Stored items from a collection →
════════════════

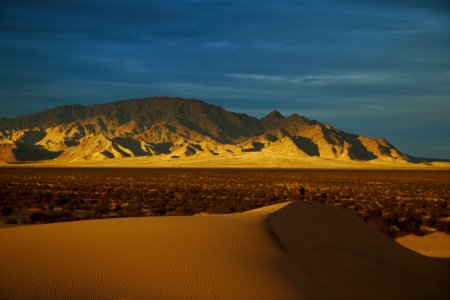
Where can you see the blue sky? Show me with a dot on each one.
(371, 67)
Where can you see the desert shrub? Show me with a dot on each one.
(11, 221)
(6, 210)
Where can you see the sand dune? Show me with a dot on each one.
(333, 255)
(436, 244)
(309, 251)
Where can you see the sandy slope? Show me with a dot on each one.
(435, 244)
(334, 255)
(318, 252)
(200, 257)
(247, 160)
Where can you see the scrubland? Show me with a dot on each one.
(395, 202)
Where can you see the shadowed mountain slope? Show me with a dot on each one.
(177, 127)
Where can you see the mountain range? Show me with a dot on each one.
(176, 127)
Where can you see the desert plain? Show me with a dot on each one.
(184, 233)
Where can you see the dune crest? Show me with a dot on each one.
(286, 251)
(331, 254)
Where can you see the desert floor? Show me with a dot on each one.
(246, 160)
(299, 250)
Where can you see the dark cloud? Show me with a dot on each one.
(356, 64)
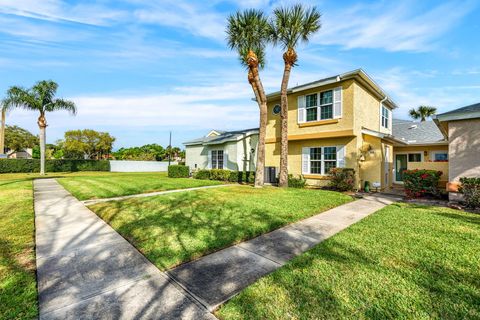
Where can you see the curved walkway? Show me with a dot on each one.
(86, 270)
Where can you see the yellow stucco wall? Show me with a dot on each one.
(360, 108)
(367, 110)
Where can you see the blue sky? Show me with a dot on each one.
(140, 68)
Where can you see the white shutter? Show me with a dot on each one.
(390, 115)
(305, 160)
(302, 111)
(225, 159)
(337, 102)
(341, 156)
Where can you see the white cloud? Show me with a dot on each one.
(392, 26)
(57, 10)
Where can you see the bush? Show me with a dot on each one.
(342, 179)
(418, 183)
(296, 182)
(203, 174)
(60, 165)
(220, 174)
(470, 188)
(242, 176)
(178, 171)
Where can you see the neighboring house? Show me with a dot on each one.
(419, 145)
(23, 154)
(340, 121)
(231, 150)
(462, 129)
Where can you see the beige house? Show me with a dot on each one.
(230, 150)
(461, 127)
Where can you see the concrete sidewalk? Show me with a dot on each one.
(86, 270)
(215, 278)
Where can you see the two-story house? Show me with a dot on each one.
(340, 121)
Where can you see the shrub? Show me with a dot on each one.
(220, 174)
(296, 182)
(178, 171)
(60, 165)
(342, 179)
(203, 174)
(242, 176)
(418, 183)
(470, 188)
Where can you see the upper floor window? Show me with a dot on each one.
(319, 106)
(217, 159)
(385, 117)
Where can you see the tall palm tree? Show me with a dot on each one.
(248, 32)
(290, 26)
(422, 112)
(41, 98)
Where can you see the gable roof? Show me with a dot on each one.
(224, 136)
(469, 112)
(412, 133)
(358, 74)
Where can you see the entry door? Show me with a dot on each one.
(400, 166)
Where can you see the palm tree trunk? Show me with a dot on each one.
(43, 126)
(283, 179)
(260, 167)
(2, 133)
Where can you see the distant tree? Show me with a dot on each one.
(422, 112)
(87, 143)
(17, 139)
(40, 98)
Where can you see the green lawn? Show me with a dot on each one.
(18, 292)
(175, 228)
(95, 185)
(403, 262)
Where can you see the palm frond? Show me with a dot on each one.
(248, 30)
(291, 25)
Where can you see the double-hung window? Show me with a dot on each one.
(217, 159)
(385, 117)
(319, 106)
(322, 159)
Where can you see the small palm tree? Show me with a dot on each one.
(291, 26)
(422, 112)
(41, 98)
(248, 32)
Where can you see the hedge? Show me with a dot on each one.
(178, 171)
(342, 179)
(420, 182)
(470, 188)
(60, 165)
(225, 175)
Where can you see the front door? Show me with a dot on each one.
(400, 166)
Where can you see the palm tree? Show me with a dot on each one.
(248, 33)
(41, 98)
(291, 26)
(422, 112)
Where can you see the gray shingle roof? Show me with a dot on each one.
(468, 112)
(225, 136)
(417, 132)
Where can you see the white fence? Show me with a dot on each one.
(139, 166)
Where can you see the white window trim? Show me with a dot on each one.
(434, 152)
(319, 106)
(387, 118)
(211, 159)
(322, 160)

════════════════

Stated exercise →
Nothing in the entries should change as you copy them, except that the pictures are left out.

Answer to the exercise →
Where can you see the blue sky? Show me with a dot on each one.
(371, 67)
Where can you see the desert shrub? Show me with a dot on each one.
(11, 221)
(6, 210)
Where can you see the sand dune? Show me with a dot on each one.
(333, 255)
(436, 244)
(309, 251)
Where can you see the sandy slope? Show me with a dot on each one.
(435, 244)
(334, 255)
(318, 252)
(200, 257)
(247, 160)
Where can you see the scrubland? Show me with a dot on each one.
(395, 202)
Where can you see the shadowed mountain slope? Show me with a dot on each one.
(177, 127)
Where can you see the mountain range? Show me with a dot on each one.
(176, 127)
Where can you see the desert plain? Show me with a dot on each one.
(184, 233)
Where can you see the dune crest? Show me with a dot on each one.
(286, 251)
(331, 254)
Where can you see the desert floor? Show me with a dot on each one.
(246, 160)
(299, 250)
Where can you see the dark cloud? Show me with a dot on each one.
(356, 64)
Where can you see the curved walkway? Show me with a dot on each one.
(86, 270)
Where can you see the yellow stucco wall? Show me with a dot on each one.
(360, 108)
(367, 110)
Where can you see the blue sky? Show me with a dot on each one.
(140, 68)
Where can you see the white shutter? Show me with a dot on each one.
(390, 115)
(305, 160)
(302, 111)
(225, 159)
(337, 102)
(341, 156)
Where can you see the white cloud? Show me with a dot on each one.
(392, 26)
(57, 10)
Where can you see the bush? Show me with a dot on each one.
(342, 179)
(418, 183)
(296, 182)
(203, 174)
(60, 165)
(220, 174)
(470, 188)
(242, 176)
(178, 171)
Where can you see the neighboring house? Show me with a dot on each one.
(419, 145)
(23, 154)
(340, 121)
(231, 150)
(462, 129)
Where can you see the beige house? Show me with a dot on each one.
(230, 150)
(461, 127)
Where can you see the concrete sidewalk? Show me with a dot on each one.
(86, 270)
(215, 278)
Where can you see the two-story house? Show me with a dot on each one.
(340, 121)
Where can you see the shrub? Show me with a dot on each one.
(220, 174)
(296, 182)
(178, 171)
(60, 165)
(342, 179)
(203, 174)
(242, 176)
(418, 183)
(470, 188)
Where can you see the upper floor window? Show me with a dot on each one.
(319, 106)
(217, 159)
(385, 117)
Where can you see the tall palm tree? Show me with a dot on each one.
(248, 32)
(290, 26)
(422, 112)
(41, 98)
Where can you see the gable roof? Show me with a dot on each one.
(224, 136)
(469, 112)
(412, 133)
(358, 74)
Where can you see the entry door? Show me with a dot on each one.
(400, 166)
Where can you see the palm tree trunk? Show me with a dot on each one.
(43, 126)
(283, 179)
(260, 167)
(2, 133)
Where can you see the distant tree? Show me with a dot on each one.
(422, 112)
(87, 143)
(17, 139)
(40, 98)
Where can you see the green lawn? Show me with a dot on each one.
(18, 292)
(175, 228)
(95, 185)
(403, 262)
Where can you see the palm frond? Show me with a dot on each one.
(248, 30)
(291, 25)
Where can you see the double-hung window? Show me with a dot on each one.
(217, 159)
(385, 117)
(319, 106)
(322, 159)
Where can you see the small palm tree? Show me with a dot on each one.
(291, 26)
(422, 112)
(41, 98)
(248, 32)
Where can you see the hedge? Show me with a dot on each one.
(178, 171)
(342, 179)
(420, 182)
(470, 188)
(60, 165)
(225, 175)
Where can you see the front door? Show me with a dot on each one.
(400, 166)
Where can you see the palm tree? Show me with a dot on each one.
(248, 33)
(41, 98)
(291, 26)
(422, 112)
Where can you see the gray shingle roof? Show me with a dot on each one.
(468, 112)
(225, 136)
(417, 132)
Where can you see the white fence? Show me with a dot on each one.
(139, 166)
Where can you see the white window trim? Show me with a dot on each one.
(434, 152)
(319, 106)
(387, 118)
(211, 159)
(322, 160)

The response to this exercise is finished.